======== PROVIDED DATA ========

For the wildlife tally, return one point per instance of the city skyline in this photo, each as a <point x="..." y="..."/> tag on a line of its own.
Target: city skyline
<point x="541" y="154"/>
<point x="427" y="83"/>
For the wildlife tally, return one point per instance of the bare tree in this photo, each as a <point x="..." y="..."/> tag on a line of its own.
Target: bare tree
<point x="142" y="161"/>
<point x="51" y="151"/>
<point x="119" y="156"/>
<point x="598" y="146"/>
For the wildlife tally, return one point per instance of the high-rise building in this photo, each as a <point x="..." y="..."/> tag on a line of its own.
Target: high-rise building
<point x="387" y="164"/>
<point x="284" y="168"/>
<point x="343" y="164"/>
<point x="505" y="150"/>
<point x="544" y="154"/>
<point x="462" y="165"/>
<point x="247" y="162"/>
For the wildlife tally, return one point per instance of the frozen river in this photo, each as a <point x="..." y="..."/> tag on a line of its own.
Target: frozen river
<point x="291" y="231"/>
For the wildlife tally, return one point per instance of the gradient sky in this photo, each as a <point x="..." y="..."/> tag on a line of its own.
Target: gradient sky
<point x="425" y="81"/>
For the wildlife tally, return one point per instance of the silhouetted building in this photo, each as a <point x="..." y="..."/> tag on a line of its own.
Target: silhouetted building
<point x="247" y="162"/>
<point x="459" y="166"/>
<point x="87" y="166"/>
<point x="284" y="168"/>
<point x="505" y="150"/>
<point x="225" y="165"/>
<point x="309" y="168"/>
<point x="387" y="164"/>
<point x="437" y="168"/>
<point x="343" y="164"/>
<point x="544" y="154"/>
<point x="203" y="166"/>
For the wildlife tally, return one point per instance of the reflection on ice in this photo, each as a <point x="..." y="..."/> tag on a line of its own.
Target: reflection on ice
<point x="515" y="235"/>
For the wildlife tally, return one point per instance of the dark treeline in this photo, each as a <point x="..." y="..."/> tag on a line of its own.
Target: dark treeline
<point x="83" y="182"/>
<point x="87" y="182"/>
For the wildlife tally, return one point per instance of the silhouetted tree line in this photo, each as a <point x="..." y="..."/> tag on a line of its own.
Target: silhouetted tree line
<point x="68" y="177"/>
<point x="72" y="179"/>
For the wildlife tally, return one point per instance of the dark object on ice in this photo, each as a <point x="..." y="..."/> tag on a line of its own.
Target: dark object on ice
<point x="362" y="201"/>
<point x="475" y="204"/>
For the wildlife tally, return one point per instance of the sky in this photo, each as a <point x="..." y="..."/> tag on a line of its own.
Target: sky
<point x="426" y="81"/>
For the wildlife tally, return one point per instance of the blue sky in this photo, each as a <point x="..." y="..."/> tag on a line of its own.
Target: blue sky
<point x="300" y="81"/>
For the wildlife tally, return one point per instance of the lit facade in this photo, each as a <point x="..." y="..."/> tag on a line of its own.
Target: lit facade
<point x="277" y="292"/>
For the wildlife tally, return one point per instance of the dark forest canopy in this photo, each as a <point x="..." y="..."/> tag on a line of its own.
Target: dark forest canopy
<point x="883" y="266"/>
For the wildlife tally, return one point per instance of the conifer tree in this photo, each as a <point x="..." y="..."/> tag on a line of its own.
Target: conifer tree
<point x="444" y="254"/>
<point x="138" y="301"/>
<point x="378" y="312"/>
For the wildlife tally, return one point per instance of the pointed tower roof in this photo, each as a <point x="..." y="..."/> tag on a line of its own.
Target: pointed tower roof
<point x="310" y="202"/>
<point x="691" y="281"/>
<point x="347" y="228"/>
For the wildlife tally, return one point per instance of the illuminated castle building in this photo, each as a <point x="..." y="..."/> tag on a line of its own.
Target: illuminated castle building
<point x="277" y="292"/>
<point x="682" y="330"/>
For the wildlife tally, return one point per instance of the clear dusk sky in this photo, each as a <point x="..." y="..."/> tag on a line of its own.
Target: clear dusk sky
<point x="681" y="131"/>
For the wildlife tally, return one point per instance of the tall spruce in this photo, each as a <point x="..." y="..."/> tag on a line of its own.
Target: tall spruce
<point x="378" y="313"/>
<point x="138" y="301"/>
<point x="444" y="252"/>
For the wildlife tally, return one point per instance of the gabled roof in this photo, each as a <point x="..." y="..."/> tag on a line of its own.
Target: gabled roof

========

▸ **THE PROBLEM**:
Take the entries above and return all of them exactly.

▸ **EXERCISE SOLUTION**:
For the wildlife tally, return one point per instance of the city skyline in this photo, each as a <point x="..." y="..."/> tag on a line of its own.
Target: city skyline
<point x="541" y="154"/>
<point x="427" y="83"/>
For the wildlife tally, return one point per instance of the bare tree in this photo, each as a <point x="..." y="..."/> tag on a line of its own.
Target: bare tree
<point x="142" y="161"/>
<point x="51" y="151"/>
<point x="119" y="156"/>
<point x="598" y="146"/>
For the wildlife tally, return one point per instance of the high-rise building in this photo, each as a <point x="..." y="..."/> tag on a line of its own.
Target: high-rise building
<point x="387" y="164"/>
<point x="284" y="168"/>
<point x="343" y="164"/>
<point x="505" y="150"/>
<point x="544" y="154"/>
<point x="462" y="165"/>
<point x="247" y="162"/>
For the wildlife tally, return one point per instance of the frozen river in this photo, each as a <point x="..." y="..."/> tag on a line of its own.
Target: frozen river
<point x="291" y="231"/>
For the wildlife tally, return one point per instance of the gradient sky in this photo, each as a <point x="..." y="..."/> tag on a line of its own.
Target: gradient sky
<point x="425" y="81"/>
For the wildlife tally, return one point per instance of the silhouetted building in this photo, each as a <point x="..." y="..."/> tag on a line of its own.
Target: silhouetted building
<point x="247" y="162"/>
<point x="459" y="166"/>
<point x="87" y="166"/>
<point x="284" y="168"/>
<point x="505" y="150"/>
<point x="225" y="165"/>
<point x="309" y="168"/>
<point x="387" y="164"/>
<point x="437" y="168"/>
<point x="343" y="164"/>
<point x="544" y="154"/>
<point x="203" y="166"/>
For the wildlife tally, return one point per instance of the reflection on ice in this photo, each as a <point x="..." y="..."/> tag on a line of its own.
Target: reflection on ice
<point x="515" y="235"/>
For the wildlife tally, return one point per instance of the dark treeline in this photo, each as a <point x="..." y="..."/> tag on a line of its own.
Target: dark treeline
<point x="83" y="182"/>
<point x="87" y="182"/>
For the wildlife tally, return one point per instance of the silhouetted tree line in this photo, each as a <point x="..." y="..."/> tag on a line of its own.
Target: silhouetted tree line
<point x="68" y="177"/>
<point x="72" y="179"/>
For the wildlife tally, return one point per instance of the dark object on ice in this photo, each as a <point x="..." y="..."/> tag on a line of its own.
Target: dark object on ice
<point x="362" y="201"/>
<point x="475" y="204"/>
For the wildlife tally, return one point per instance of the sky in this photo, each as a <point x="..." y="..."/> tag on a line of its own.
Target: sky
<point x="426" y="81"/>
For the wildlife tally, return one point per instance of the blue sky in this photo, each as a <point x="..." y="..."/> tag on a line of its own.
Target: blue sky
<point x="300" y="81"/>
For the wildlife tally, return one point per instance of the lit facade in this photo, each as a <point x="..." y="..."/> tag on a line of its own.
Target: lit facade
<point x="277" y="292"/>
For the wildlife tally, return one point per instance of the dark forest canopy in this photo, each as a <point x="..." y="..."/> tag on a line of its own.
Target: dark forest canopy
<point x="883" y="266"/>
For the wildlife tally, return one point per instance of the conifer tree in this photo, each as a <point x="..." y="..."/> tag on a line of its own.
Target: conifer tree
<point x="444" y="254"/>
<point x="138" y="301"/>
<point x="378" y="312"/>
For the wildlife tally, return one point per instance of the pointed tower roof in this photo, each as a <point x="..." y="..."/> tag on a line of its own.
Target: pointed tower roof
<point x="310" y="202"/>
<point x="691" y="281"/>
<point x="347" y="228"/>
For the wildlife tally, return one point per instance of the illuminated castle building in this photo, each as a <point x="..." y="..."/> tag on a line of its own.
Target: illuminated castle building
<point x="277" y="292"/>
<point x="682" y="330"/>
For the wildlife tally, return one point per instance of the clear dusk sky in this photo, each as a <point x="..." y="..."/> tag on a line of its own.
Target: clear dusk sky
<point x="681" y="131"/>
For the wildlife tally, return one point per instance of the tall spruce in this photo, each as a <point x="..." y="..."/> tag on a line of its own.
Target: tall spruce
<point x="378" y="313"/>
<point x="138" y="301"/>
<point x="444" y="252"/>
For the wildlife tally, return one point per instance of the gabled roof in this photo, each as a <point x="..." y="..."/> tag on a line of its own.
Target: gabled roof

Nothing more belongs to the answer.